WHAT YOU HAVE TO DO ▸ The text of every record, exactly as given and with no pictures, should be your output.

EXERCISE MATERIAL ▸

- - -

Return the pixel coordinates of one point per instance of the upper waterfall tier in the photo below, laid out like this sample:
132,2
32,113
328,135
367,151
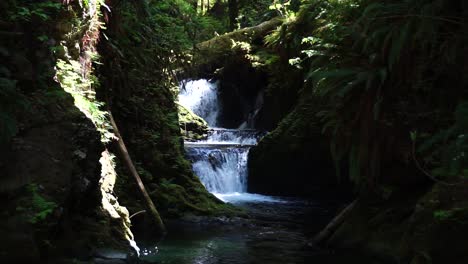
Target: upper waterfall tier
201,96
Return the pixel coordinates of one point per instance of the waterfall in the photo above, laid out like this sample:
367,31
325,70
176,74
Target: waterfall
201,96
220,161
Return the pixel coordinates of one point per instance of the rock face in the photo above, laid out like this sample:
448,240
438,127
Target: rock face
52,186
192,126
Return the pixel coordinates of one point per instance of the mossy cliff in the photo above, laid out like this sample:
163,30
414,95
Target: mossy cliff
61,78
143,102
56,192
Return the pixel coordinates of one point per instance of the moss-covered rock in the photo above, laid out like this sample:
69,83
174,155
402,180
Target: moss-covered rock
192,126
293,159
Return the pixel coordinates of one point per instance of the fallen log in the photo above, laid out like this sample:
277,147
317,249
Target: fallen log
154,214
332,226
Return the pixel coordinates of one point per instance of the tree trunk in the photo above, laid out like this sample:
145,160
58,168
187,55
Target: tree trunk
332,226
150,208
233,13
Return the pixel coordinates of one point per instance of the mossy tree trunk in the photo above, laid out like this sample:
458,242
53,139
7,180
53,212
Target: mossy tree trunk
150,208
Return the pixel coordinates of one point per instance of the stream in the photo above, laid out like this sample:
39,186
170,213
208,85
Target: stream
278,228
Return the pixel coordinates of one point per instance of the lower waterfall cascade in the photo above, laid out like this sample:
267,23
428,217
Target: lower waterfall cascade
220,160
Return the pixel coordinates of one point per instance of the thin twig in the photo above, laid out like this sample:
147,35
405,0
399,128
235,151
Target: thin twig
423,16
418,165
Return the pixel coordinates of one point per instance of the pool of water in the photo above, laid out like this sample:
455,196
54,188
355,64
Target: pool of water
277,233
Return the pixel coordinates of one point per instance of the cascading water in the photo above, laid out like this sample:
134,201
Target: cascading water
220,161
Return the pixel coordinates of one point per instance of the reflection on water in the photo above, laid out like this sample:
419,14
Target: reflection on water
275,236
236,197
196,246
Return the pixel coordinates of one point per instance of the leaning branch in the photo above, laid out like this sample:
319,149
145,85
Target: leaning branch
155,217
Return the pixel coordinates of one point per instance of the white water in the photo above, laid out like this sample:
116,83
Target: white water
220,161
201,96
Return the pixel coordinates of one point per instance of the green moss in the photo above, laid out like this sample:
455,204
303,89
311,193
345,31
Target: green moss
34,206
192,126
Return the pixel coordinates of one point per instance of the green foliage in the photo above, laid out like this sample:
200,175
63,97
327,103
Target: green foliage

- - -

PROBLEM SOLUTION ▸
Return the pixel coordinates of one point per instance of the upper waterfall tier in the photo below, laid out like this sample:
132,2
32,113
328,135
367,151
Target: upper waterfall tier
201,96
Return the pixel coordinates of one point per instance of the waterfall in the photo above, laid out like this sample:
367,31
325,70
176,74
Target: waterfall
201,96
220,161
Return the pixel coordinates of one point per instance of the rock face in the photo above, laid out like this sample:
448,240
438,127
Target: rock face
52,186
192,126
Return the pixel coordinates of one point per instance of the mossy cliff in the photo above, laid out like this sample:
163,30
414,95
Target: mossy cliff
61,78
143,102
56,192
Return the pixel coordinates of one point per instance of the moss-covered rock in the photo above, laid out like this sample:
69,83
174,155
402,180
Target: moss-covered rock
192,126
293,159
Return the pixel coordinates of one point per instance of the fallen log in the photo above, laid out like this sample:
277,147
317,249
Target: fallen log
154,214
332,226
Return the pixel coordinates of one point per instance of the tree trunk in the photo above, laid out like this sample:
145,160
58,168
187,55
Target: tree trunk
332,226
150,208
233,13
Return the pixel coordinates of one point per instance of the mossy tree trunk in the photo above, laid out like this sample:
458,242
53,139
7,180
53,212
Target: mossy tree trunk
150,208
Return the pixel coordinates of one point per instance of the stream in the photo above, laid out like this sample:
39,186
170,213
208,85
Target: stream
278,228
Return the pixel coordinates of one point per instance of the lower waterfall cascade in the photo above, laid out like this sample:
267,23
428,217
Target: lower waterfall cascade
220,160
Return the pixel coordinates of one point per instance of the thin twig in the photo above, laid out like this sample:
147,35
405,0
399,128
235,151
Target: thin twig
423,16
418,165
Return the pixel coordinates of one point per instance of the pool of water in the photo above, laid out like this sample:
455,196
54,188
355,64
Target: pool of water
277,233
Return the pixel coordinates of one point per instance of the cascading water in the photo above, laid out like this sample:
134,201
Target: cascading water
220,161
Return the pixel coordinates of one point per instance of the reflection on water in the photo above, laid out like this sample:
419,14
Target: reflection on water
275,236
236,197
196,246
Return the pixel coordinates of one point per instance of the leaning branch in the photo above, laid out like this sample:
319,149
145,85
Target: leaning branch
155,217
Return the pixel coordinates of one point per instance of the white water in the photo above, laid out like this sample:
116,83
Target: white water
220,161
201,96
Return the pixel coordinates of one point per instance of the green moss in the photo above, laid out like this sample:
455,204
303,89
311,193
345,31
Target: green moss
34,206
192,126
Return the pixel coordinates of one point per instance of the green foliage in the photo above, laid out like this sample:
200,175
63,97
327,103
Target: green foliage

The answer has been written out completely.